/---

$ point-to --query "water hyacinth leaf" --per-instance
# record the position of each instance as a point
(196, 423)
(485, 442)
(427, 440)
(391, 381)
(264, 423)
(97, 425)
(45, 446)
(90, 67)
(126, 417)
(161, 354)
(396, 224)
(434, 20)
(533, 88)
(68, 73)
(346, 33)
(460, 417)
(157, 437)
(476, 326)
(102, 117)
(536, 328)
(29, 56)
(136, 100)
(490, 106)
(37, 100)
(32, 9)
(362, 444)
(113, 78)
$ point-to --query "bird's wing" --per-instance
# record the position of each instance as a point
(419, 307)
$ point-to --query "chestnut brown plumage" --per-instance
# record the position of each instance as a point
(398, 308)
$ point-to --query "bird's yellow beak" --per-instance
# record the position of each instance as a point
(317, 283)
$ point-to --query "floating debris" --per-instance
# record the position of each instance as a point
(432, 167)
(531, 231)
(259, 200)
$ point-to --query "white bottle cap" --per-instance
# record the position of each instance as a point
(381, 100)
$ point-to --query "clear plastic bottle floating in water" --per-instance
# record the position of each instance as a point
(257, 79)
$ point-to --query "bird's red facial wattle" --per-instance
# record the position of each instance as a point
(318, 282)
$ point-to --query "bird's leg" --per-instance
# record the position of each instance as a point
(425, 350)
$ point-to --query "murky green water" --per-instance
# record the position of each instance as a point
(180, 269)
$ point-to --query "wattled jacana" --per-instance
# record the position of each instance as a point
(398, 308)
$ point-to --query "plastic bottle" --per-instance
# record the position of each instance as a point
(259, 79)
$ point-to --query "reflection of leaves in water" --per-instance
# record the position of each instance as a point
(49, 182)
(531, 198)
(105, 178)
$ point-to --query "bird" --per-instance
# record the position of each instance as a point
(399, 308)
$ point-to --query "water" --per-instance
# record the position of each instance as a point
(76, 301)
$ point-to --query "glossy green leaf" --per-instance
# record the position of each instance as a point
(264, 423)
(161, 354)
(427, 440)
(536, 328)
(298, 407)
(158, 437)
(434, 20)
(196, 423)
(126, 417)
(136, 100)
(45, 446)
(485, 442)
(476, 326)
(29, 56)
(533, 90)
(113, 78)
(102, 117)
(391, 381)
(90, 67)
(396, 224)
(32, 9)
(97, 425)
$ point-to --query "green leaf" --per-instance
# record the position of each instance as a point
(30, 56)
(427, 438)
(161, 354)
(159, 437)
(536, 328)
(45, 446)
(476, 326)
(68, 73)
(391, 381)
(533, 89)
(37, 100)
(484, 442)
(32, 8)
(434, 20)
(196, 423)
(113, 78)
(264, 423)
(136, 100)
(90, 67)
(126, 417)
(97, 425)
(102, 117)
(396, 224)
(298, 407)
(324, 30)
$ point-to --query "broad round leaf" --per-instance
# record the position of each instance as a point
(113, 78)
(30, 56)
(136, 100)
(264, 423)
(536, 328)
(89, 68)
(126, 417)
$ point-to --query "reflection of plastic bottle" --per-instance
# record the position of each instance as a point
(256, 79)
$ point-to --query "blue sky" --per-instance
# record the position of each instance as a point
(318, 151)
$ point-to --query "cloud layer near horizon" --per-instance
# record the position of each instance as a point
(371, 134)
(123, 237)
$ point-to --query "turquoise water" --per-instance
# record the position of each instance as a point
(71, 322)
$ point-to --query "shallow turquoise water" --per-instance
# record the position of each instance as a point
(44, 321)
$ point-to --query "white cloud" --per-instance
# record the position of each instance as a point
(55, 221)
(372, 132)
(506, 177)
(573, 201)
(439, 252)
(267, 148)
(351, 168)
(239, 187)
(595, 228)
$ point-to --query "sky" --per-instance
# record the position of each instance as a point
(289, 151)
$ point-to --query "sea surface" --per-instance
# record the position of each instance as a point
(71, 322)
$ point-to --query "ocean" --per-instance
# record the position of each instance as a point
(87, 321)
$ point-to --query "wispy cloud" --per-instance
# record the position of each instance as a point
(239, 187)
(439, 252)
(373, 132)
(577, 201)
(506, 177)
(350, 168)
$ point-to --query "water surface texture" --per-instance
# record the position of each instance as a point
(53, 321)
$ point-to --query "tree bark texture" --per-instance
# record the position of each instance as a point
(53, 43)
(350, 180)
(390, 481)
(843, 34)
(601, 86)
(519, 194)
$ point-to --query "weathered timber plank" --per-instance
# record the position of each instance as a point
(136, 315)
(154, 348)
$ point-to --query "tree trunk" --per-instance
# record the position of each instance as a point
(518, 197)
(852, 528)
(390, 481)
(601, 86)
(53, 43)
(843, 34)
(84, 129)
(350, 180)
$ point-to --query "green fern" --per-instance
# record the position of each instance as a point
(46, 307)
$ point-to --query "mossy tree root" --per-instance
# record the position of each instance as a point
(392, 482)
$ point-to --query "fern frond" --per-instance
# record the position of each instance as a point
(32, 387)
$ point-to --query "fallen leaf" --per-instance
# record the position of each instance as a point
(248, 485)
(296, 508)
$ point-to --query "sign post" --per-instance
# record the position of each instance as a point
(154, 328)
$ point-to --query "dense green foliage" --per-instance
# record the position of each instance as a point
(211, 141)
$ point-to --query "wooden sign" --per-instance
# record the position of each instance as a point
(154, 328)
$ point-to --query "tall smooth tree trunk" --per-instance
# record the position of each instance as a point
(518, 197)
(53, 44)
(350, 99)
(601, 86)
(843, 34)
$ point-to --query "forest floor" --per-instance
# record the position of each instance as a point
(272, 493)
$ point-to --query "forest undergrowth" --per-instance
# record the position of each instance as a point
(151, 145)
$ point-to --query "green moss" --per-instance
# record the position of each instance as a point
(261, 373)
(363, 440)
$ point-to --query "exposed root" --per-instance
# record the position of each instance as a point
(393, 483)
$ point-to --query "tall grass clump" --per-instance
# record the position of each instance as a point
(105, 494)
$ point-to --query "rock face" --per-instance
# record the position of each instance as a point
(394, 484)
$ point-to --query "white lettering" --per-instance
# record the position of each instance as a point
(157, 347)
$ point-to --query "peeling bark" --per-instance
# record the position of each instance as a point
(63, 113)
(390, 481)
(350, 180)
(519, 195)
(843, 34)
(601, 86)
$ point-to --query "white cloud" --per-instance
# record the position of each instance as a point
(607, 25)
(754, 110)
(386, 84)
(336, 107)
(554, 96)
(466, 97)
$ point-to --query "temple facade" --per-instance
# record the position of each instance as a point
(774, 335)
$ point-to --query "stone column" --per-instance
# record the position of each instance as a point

\---

§ **Work request**
Going line by line, copy the data above exactly.

§ **Written reply**
$ point-to --query "water hyacinth leaf" --per-instance
# record the position of each instance as a point
(196, 423)
(485, 442)
(427, 440)
(391, 381)
(264, 423)
(97, 425)
(45, 446)
(90, 67)
(126, 417)
(161, 354)
(396, 224)
(434, 20)
(533, 88)
(68, 73)
(346, 33)
(460, 417)
(157, 437)
(476, 326)
(102, 117)
(536, 328)
(29, 56)
(136, 100)
(490, 106)
(37, 100)
(32, 9)
(362, 444)
(113, 78)
$ point-to --query "bird's wing" --per-instance
# record the position of each instance as a point
(419, 307)
$ point-to --query "chestnut brown plumage" --per-instance
# record the position of each instance as a point
(398, 308)
$ point-to --query "bird's yellow beak" --per-instance
# record the position of each instance as a point
(317, 283)
$ point-to --query "floating debris" --per-instance
# record the position of each instance as a point
(432, 167)
(531, 231)
(259, 200)
$ point-to --query "white bottle cap" --per-instance
# record the position of each instance as a point
(381, 100)
$ point-to --query "clear plastic bottle floating in water" --per-instance
# record the position of each instance as a point
(257, 79)
$ point-to --query "bird's red facial wattle" --per-instance
# record the position of each instance as a point
(318, 282)
$ point-to --query "bird's leg" --per-instance
# record the position of each instance as a point
(425, 350)
$ point-to --query "murky green water" --per-instance
# record the position of each instance as a point
(180, 269)
$ point-to --query "wattled jacana" --per-instance
# record the position of each instance as a point
(398, 308)
$ point-to --query "plastic bottle" --per-instance
# record the position of each instance as a point
(259, 79)
$ point-to --query "reflection of leaves in water" --per-instance
# record the position of each instance as a point
(49, 182)
(531, 198)
(105, 178)
$ point-to --query "bird" --per-instance
# record the position of each instance as a point
(399, 308)
$ point-to --query "water" --per-instance
# record the position of each instance as a point
(76, 301)
$ point-to --query "glossy green leaf" --per-instance
# record the position of each instance as a point
(264, 423)
(161, 354)
(427, 440)
(536, 328)
(298, 407)
(158, 437)
(434, 20)
(196, 423)
(126, 417)
(136, 100)
(45, 446)
(485, 442)
(476, 326)
(29, 56)
(533, 90)
(113, 78)
(102, 117)
(391, 381)
(90, 67)
(396, 224)
(32, 9)
(97, 425)
$ point-to --query "green leaf" --per-instance
# record the position of each instance as a point
(30, 56)
(427, 438)
(161, 354)
(159, 437)
(536, 328)
(45, 446)
(476, 326)
(68, 73)
(391, 381)
(533, 89)
(37, 100)
(484, 442)
(32, 8)
(434, 20)
(196, 423)
(113, 78)
(264, 423)
(136, 100)
(90, 67)
(126, 417)
(97, 425)
(102, 117)
(396, 224)
(298, 407)
(324, 30)
$ point-to --query "broad round leaf" --per-instance
# record the position of each instance as a point
(113, 78)
(30, 56)
(136, 100)
(264, 423)
(536, 328)
(89, 68)
(126, 417)
$ point-to --query "reflection of plastic bottle" --per-instance
# record the position of each instance as a point
(256, 79)
$ point-to --query "blue sky" --per-instance
# record the position of each instance as a point
(318, 151)
$ point-to --query "cloud layer near horizon" --per-instance
# record the position of each instance as a point
(371, 134)
(123, 237)
$ point-to --query "turquoise water" --per-instance
# record the position of each instance as a point
(71, 322)
$ point-to --query "shallow turquoise water" --per-instance
# record the position of each instance as a point
(44, 321)
$ point-to --query "white cloud" --per-instance
# record the position of each instance as a point
(55, 221)
(372, 132)
(506, 177)
(573, 201)
(439, 252)
(267, 148)
(351, 168)
(239, 187)
(595, 228)
$ point-to --query "sky" --per-instance
# record the position of each instance as a point
(289, 151)
$ point-to --query "sea surface" --per-instance
# record the position of each instance as a point
(71, 322)
$ point-to --query "ocean" --per-instance
# record the position of each instance as a point
(87, 321)
$ point-to --query "wispy cloud" --per-instance
# record the position of each instance as a point
(239, 187)
(439, 252)
(373, 132)
(577, 201)
(506, 177)
(350, 168)
$ point-to --query "water surface texture" --per-instance
# record the position of each instance as a point
(53, 321)
$ point-to --query "tree bark texture" --per-instance
# record the position of each instance as a point
(53, 43)
(350, 180)
(390, 481)
(843, 34)
(601, 86)
(519, 194)
$ point-to --query "weathered timber plank" --per-instance
# record the position of each instance as a point
(136, 315)
(154, 348)
$ point-to --query "tree trunk" --per-instance
# record the position of each instance as a point
(518, 197)
(852, 528)
(390, 481)
(601, 86)
(53, 43)
(843, 34)
(84, 129)
(350, 180)
$ point-to --query "green fern" --per-instance
# record the position of each instance as a point
(46, 307)
$ point-to --query "mossy tree root" --per-instance
# record the position of each instance as a point
(392, 482)
$ point-to --query "fern frond" --per-instance
# record the position of each instance as a point
(32, 387)
$ point-to --query "fallen leaf" --per-instance
# record the position of each instance as a point
(248, 485)
(296, 508)
$ point-to --query "sign post" --per-instance
# record the position of each instance as a point
(154, 328)
$ point-to --query "dense green foliage" --per-instance
# record the position of each instance as a point
(211, 141)
$ point-to --query "wooden sign" --per-instance
# record the position of each instance as a point
(154, 328)
$ point-to --query "tall smooth tree trunk" --per-instance
# record the position of each instance as a point
(518, 197)
(53, 44)
(350, 99)
(601, 86)
(843, 34)
$ point-to --query "forest floor" --per-instance
# record the position of each instance as a point
(272, 493)
$ point-to --query "forest undergrowth" --per-instance
# record the position of each instance as a point
(151, 145)
$ point-to --query "green moss" --per-instance
# record the position of each instance as a point
(261, 373)
(363, 440)
$ point-to --query "exposed root" --per-instance
# record the position of each instance as a point
(393, 483)
$ point-to --query "tall grass clump" --per-instance
# record the position of each instance as a point
(105, 494)
$ point-to --query "rock face" --per-instance
# record the position of each instance as a point
(394, 484)
$ point-to --query "white lettering" --per-instance
# record the position of each instance as a point
(157, 347)
$ point-to --query "peeling bark" --per-instance
# record the position of each instance as a point
(63, 113)
(390, 481)
(350, 180)
(519, 195)
(843, 34)
(601, 86)
$ point-to --query "white cloud" --per-instance
# record the position of each instance as a point
(607, 25)
(754, 110)
(386, 84)
(336, 107)
(554, 96)
(466, 97)
$ point-to --query "temple facade" --per-instance
# record the position of each instance as a point
(774, 335)
$ point-to --query "stone column" --per-instance
# record the position of each instance as a point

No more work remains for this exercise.